(RECORDS SHOWN)

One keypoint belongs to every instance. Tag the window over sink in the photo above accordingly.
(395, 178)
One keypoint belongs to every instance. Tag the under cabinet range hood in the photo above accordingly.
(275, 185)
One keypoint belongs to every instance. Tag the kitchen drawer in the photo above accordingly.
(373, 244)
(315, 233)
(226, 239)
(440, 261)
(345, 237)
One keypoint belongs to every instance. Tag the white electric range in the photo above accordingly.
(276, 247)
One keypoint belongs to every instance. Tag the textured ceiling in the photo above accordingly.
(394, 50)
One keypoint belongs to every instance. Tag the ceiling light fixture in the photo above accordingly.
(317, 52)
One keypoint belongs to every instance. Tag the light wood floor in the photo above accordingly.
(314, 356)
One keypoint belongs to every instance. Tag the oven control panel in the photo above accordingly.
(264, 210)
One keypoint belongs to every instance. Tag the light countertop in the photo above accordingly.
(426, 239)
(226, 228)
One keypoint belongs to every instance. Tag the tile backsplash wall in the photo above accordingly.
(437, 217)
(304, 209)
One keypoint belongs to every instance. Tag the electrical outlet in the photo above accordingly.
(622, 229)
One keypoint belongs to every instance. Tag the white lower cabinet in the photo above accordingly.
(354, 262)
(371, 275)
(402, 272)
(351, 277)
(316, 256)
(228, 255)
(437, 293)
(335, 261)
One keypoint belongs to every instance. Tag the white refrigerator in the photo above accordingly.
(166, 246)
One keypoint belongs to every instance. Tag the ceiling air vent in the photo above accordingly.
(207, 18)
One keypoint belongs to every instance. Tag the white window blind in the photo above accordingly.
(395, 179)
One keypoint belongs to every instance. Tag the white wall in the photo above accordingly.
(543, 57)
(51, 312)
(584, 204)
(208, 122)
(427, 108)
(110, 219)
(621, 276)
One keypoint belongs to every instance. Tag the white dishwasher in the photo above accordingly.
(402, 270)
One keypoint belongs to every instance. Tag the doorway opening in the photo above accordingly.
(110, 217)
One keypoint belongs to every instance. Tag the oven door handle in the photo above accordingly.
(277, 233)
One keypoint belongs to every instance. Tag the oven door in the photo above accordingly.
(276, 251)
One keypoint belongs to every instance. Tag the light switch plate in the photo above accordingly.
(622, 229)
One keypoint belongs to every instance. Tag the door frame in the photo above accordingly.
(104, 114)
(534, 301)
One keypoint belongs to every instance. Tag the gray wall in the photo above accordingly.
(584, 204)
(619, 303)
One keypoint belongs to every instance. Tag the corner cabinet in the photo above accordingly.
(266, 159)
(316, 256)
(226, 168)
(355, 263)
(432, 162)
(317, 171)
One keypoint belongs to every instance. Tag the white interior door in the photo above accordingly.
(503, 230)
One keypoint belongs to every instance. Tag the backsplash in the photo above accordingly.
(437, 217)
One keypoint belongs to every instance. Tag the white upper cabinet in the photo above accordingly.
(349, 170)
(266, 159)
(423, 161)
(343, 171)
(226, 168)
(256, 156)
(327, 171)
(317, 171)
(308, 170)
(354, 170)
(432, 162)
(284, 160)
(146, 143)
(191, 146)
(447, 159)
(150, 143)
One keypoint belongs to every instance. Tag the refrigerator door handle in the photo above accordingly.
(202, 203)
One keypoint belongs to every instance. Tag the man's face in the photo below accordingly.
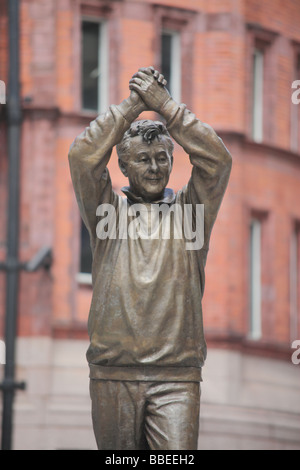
(148, 167)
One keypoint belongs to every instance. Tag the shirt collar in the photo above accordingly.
(168, 196)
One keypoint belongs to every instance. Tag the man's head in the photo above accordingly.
(146, 158)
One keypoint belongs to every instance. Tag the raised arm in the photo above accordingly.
(89, 155)
(210, 159)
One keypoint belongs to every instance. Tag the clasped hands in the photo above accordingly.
(148, 86)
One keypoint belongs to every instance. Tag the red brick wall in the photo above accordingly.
(218, 39)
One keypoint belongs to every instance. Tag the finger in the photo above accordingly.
(160, 79)
(147, 70)
(135, 81)
(135, 87)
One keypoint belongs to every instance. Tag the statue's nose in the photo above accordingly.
(153, 165)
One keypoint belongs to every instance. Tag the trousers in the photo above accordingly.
(145, 415)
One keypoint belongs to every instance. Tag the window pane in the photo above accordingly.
(166, 57)
(255, 279)
(294, 283)
(90, 65)
(171, 62)
(86, 253)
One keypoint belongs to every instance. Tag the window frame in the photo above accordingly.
(103, 63)
(175, 62)
(295, 108)
(255, 279)
(295, 280)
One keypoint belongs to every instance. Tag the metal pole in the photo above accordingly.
(12, 260)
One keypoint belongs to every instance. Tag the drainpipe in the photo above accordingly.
(12, 265)
(12, 257)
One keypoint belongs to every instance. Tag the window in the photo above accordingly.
(255, 279)
(295, 110)
(85, 256)
(294, 281)
(258, 95)
(94, 66)
(171, 62)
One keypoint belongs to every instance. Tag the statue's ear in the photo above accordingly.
(123, 167)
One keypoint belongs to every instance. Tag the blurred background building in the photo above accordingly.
(233, 63)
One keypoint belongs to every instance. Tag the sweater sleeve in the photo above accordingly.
(210, 159)
(88, 157)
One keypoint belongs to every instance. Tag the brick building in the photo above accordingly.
(233, 63)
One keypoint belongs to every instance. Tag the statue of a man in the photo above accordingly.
(147, 344)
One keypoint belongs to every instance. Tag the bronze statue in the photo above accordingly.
(147, 344)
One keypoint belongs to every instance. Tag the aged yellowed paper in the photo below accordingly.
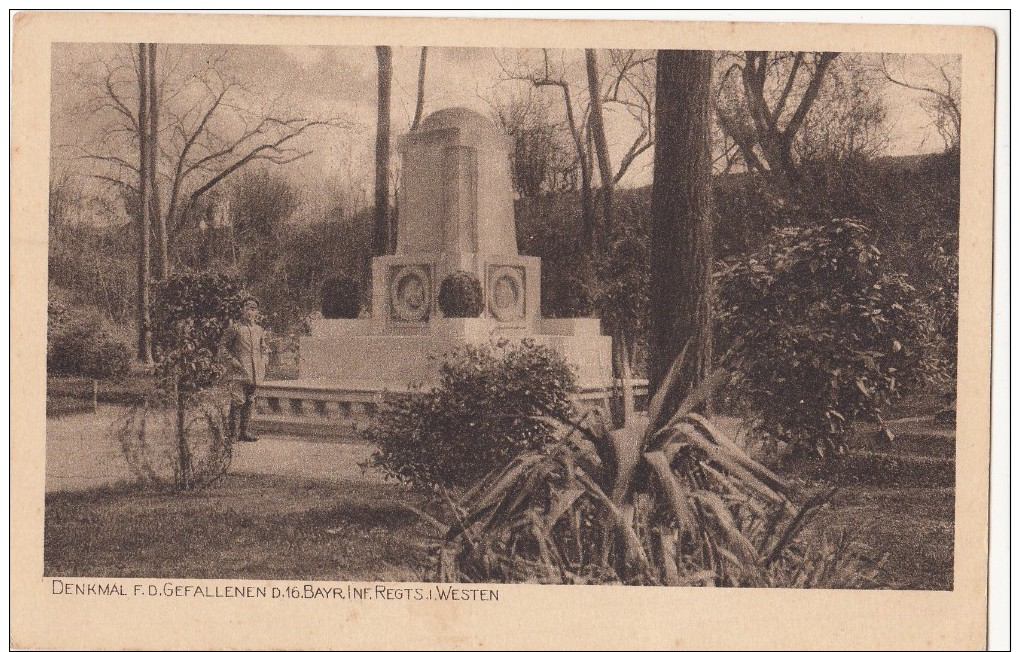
(290, 545)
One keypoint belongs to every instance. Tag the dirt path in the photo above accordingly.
(82, 452)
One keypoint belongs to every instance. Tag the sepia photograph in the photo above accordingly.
(463, 318)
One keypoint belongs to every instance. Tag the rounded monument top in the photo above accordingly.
(458, 117)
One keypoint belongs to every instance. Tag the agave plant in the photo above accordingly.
(669, 500)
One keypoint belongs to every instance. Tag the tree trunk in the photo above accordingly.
(419, 107)
(380, 232)
(599, 134)
(184, 451)
(162, 255)
(622, 370)
(145, 206)
(681, 233)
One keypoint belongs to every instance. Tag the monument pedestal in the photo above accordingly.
(456, 214)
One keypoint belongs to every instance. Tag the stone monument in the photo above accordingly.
(456, 214)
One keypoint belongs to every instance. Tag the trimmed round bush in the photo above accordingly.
(460, 295)
(341, 298)
(491, 404)
(829, 336)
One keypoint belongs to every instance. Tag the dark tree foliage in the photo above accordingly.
(460, 295)
(492, 403)
(830, 336)
(191, 313)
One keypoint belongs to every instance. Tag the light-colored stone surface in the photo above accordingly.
(456, 214)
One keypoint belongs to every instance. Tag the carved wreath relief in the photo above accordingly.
(506, 293)
(410, 293)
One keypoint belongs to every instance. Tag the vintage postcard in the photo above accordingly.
(380, 333)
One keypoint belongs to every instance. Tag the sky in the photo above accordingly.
(335, 82)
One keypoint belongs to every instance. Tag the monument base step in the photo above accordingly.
(320, 403)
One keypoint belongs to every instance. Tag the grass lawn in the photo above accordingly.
(262, 527)
(248, 527)
(301, 510)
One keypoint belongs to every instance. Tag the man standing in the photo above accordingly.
(246, 347)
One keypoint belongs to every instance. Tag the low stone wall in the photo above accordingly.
(298, 402)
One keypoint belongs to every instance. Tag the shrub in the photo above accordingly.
(460, 295)
(341, 298)
(191, 312)
(828, 336)
(80, 343)
(491, 404)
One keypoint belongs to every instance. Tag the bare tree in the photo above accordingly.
(940, 93)
(208, 126)
(599, 136)
(419, 106)
(776, 92)
(681, 228)
(195, 126)
(626, 83)
(162, 244)
(145, 160)
(380, 237)
(543, 158)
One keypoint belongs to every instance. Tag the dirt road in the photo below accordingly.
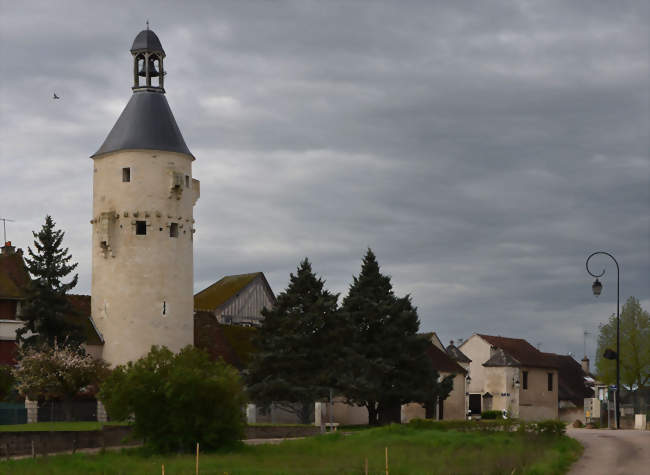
(612, 452)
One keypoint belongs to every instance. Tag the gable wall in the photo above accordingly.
(247, 305)
(477, 350)
(537, 402)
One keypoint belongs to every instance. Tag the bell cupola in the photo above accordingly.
(148, 55)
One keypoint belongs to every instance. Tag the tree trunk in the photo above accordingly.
(372, 413)
(389, 412)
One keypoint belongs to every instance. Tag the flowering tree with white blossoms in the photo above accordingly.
(58, 372)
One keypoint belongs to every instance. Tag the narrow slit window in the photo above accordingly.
(141, 228)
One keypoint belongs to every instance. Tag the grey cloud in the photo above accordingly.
(482, 149)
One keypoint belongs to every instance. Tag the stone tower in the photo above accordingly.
(143, 198)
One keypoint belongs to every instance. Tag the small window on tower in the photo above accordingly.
(141, 228)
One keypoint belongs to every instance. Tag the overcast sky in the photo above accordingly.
(481, 149)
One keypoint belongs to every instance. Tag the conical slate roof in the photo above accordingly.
(146, 40)
(146, 123)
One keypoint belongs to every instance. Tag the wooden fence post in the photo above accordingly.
(386, 460)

(End RECORDS SHOWN)

• WHAT THE TASK REQUIRES: Beginning at the line with "One keypoint belongs to every instance. Tag the low", reproduce each line exactly through the last line of the records above, with pictures left out.

• EXERCISE RESULT:
One keypoint belongs to every instance. Tag the low stone wall in the photo above accordingly.
(298, 402)
One keypoint belongs to every instance. Tag the shrub in the photo above accordingly.
(460, 295)
(341, 298)
(191, 312)
(828, 336)
(80, 343)
(491, 404)
One keypoint belongs to every instance. Tag the bare tree in the photo above accordingly.
(940, 93)
(208, 126)
(599, 136)
(419, 106)
(776, 92)
(681, 228)
(195, 126)
(626, 83)
(162, 244)
(145, 160)
(380, 237)
(543, 158)
One keypoint belongs to every instance. Tag the dirt road in the photo below accordingly.
(612, 452)
One keypoint belongs to every instance. Tag the gable wall in the photo above accordingly.
(247, 305)
(477, 350)
(537, 402)
One keypoint belongs to every instance. Tag the bell cupola in the photo above accordingly.
(148, 55)
One keypoint belongs to every instance. Tag the tree trunk in the photo above accordingly.
(372, 413)
(389, 412)
One keypoint belongs to every instance. Tag the flowering tree with white blossoms in the photo above accordingly.
(58, 372)
One keypoint belongs to every instance. Tag the narrow slit window in the photo above accordingly.
(141, 228)
One keypoint belongs to every instance. Tag the grey cloud in the photo above accordingly.
(482, 149)
One keypoint belongs to every instance. Tag the stone tower in the photo above accordingly.
(143, 198)
One keypoint belongs to every instance. Tag the small window on tower in the photo above accordingly.
(141, 228)
One keypoint belongs to every instance. Tag the overcast sky in the photo above accordingly.
(481, 149)
One keypoint belongs to every instance. Tag the conical slate roof in the photo above accordingly.
(146, 40)
(146, 123)
One keypoint belongs to every instance. Tag the wooden fence post in the photo above accordingly.
(386, 460)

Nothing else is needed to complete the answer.